Data provided
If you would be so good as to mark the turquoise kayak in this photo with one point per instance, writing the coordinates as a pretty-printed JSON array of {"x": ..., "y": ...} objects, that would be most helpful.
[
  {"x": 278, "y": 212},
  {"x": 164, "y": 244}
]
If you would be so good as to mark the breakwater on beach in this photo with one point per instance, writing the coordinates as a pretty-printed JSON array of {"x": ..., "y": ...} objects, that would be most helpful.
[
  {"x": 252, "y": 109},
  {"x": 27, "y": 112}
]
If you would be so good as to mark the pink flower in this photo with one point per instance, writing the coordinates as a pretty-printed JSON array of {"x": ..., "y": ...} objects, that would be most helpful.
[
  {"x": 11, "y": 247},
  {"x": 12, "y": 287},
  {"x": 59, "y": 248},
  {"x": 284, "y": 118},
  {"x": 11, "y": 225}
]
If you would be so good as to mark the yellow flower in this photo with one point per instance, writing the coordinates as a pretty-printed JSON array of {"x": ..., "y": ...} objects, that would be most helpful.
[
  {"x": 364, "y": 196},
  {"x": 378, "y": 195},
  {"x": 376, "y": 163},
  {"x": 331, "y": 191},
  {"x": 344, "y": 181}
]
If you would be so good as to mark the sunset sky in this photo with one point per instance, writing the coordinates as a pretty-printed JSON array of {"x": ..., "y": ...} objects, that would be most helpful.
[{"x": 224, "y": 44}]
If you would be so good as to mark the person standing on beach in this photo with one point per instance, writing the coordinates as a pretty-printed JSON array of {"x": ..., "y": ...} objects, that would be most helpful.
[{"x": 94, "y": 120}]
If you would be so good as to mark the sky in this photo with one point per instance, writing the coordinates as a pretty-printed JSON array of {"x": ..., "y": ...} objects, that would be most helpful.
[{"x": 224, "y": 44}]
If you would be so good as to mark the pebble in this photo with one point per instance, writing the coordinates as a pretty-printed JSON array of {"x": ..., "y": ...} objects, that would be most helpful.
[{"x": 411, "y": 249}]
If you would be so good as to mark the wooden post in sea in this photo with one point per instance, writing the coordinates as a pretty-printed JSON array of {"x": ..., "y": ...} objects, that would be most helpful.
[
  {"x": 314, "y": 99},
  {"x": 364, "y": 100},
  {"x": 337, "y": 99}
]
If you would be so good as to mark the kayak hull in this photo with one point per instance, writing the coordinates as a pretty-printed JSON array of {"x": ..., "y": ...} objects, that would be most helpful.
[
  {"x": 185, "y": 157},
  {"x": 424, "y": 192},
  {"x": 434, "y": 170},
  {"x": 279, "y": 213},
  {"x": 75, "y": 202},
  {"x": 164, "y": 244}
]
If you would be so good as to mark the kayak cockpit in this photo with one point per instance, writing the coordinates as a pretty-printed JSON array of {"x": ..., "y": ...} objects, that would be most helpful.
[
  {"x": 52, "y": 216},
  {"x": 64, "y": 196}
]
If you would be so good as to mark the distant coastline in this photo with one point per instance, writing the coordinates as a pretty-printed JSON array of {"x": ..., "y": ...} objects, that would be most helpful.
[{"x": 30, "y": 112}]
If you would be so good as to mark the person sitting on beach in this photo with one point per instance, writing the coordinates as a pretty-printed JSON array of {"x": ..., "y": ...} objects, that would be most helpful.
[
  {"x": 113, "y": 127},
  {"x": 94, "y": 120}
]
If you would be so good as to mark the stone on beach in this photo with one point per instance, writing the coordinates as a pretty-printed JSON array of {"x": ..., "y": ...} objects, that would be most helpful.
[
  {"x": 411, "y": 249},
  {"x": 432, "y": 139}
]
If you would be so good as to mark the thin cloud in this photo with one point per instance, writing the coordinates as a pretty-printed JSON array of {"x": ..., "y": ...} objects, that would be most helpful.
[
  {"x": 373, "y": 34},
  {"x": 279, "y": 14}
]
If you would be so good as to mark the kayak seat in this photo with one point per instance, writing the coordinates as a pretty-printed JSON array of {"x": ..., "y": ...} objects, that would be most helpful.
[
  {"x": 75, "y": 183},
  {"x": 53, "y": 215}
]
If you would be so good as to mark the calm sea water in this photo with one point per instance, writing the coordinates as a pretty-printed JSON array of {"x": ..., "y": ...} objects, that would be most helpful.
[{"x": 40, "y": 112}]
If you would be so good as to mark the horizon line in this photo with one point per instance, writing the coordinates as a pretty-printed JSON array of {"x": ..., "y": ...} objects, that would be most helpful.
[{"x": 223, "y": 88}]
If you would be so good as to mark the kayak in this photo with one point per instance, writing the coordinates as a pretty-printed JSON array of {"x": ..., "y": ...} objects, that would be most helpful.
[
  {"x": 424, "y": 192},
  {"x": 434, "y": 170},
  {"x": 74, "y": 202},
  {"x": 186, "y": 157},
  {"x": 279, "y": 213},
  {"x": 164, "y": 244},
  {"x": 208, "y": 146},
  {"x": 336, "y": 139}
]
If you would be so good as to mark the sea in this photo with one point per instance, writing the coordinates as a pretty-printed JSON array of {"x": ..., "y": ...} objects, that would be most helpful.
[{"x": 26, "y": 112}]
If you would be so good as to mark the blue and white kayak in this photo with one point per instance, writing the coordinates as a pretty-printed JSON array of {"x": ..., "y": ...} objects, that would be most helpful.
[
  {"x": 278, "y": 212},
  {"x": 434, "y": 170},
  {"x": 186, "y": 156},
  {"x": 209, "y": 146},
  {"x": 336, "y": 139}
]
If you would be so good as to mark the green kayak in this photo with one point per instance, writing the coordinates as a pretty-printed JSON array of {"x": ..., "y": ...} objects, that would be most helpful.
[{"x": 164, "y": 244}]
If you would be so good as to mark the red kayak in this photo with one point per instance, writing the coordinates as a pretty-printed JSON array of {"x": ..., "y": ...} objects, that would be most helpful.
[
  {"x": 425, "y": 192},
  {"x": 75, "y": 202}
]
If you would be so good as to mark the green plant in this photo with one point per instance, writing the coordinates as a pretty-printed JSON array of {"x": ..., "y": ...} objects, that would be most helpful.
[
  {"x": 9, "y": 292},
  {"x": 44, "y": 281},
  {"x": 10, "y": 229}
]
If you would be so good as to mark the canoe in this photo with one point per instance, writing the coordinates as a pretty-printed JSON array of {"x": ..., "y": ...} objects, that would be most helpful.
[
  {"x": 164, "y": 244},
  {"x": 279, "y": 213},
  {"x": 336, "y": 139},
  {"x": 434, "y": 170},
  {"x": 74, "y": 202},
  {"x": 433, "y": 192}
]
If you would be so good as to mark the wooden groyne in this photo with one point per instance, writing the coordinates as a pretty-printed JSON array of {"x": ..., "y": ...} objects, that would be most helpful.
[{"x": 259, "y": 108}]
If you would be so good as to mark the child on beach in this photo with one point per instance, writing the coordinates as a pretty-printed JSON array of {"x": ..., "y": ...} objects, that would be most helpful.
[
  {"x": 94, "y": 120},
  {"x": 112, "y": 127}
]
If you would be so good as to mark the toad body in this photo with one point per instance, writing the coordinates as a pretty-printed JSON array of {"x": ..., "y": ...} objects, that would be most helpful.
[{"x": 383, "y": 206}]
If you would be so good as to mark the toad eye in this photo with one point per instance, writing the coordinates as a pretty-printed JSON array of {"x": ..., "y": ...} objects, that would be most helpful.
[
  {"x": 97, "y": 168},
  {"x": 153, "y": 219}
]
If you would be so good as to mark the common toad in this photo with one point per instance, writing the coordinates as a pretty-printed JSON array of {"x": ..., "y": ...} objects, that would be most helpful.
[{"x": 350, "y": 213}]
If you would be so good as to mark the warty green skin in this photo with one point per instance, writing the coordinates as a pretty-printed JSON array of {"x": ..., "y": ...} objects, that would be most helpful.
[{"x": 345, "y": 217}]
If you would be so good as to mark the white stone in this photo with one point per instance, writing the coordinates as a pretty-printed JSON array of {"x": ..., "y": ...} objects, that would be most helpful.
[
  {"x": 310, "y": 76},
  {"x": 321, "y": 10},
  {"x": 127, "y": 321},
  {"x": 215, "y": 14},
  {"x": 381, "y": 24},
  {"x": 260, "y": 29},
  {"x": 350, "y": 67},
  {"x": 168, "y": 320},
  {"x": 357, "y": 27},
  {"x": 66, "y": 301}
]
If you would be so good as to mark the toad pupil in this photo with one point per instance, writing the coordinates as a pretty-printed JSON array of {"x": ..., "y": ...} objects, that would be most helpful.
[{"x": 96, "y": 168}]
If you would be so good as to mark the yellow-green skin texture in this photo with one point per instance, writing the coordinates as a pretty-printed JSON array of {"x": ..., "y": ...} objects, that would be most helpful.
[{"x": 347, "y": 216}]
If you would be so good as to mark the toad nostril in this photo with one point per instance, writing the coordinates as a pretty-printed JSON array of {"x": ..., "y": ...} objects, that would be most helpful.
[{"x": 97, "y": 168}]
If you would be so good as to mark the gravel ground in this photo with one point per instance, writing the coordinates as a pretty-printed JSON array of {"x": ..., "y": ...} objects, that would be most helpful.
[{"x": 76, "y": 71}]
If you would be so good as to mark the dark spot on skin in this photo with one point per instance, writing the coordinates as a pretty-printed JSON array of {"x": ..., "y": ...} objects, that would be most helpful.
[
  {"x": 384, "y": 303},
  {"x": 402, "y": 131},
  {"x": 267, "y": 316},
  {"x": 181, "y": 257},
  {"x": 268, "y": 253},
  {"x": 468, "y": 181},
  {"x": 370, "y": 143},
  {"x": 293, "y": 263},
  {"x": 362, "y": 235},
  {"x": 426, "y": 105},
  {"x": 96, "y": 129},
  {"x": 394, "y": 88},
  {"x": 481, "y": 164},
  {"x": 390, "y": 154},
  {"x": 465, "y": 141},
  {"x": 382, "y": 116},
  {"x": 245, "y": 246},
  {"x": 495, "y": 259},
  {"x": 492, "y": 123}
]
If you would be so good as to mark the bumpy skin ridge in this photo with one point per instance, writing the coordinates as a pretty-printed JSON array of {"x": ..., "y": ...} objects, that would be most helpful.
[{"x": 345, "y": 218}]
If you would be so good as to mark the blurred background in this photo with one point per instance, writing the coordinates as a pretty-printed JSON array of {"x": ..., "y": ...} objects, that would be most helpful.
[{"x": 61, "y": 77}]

Problem
Copy the listing, starting with the line that contains "If you would be so good as to mark the blurred" and going on through the end, but substitute "backdrop" for "background" and leave everything else unchanged.

Response to this exercise
If you would be so good as to mark the blurred backdrop in this photo with one point per instance, writing the coordinates as a pretty-printed JSON array of {"x": ..., "y": ...} objects, that would be most helpful.
[{"x": 61, "y": 77}]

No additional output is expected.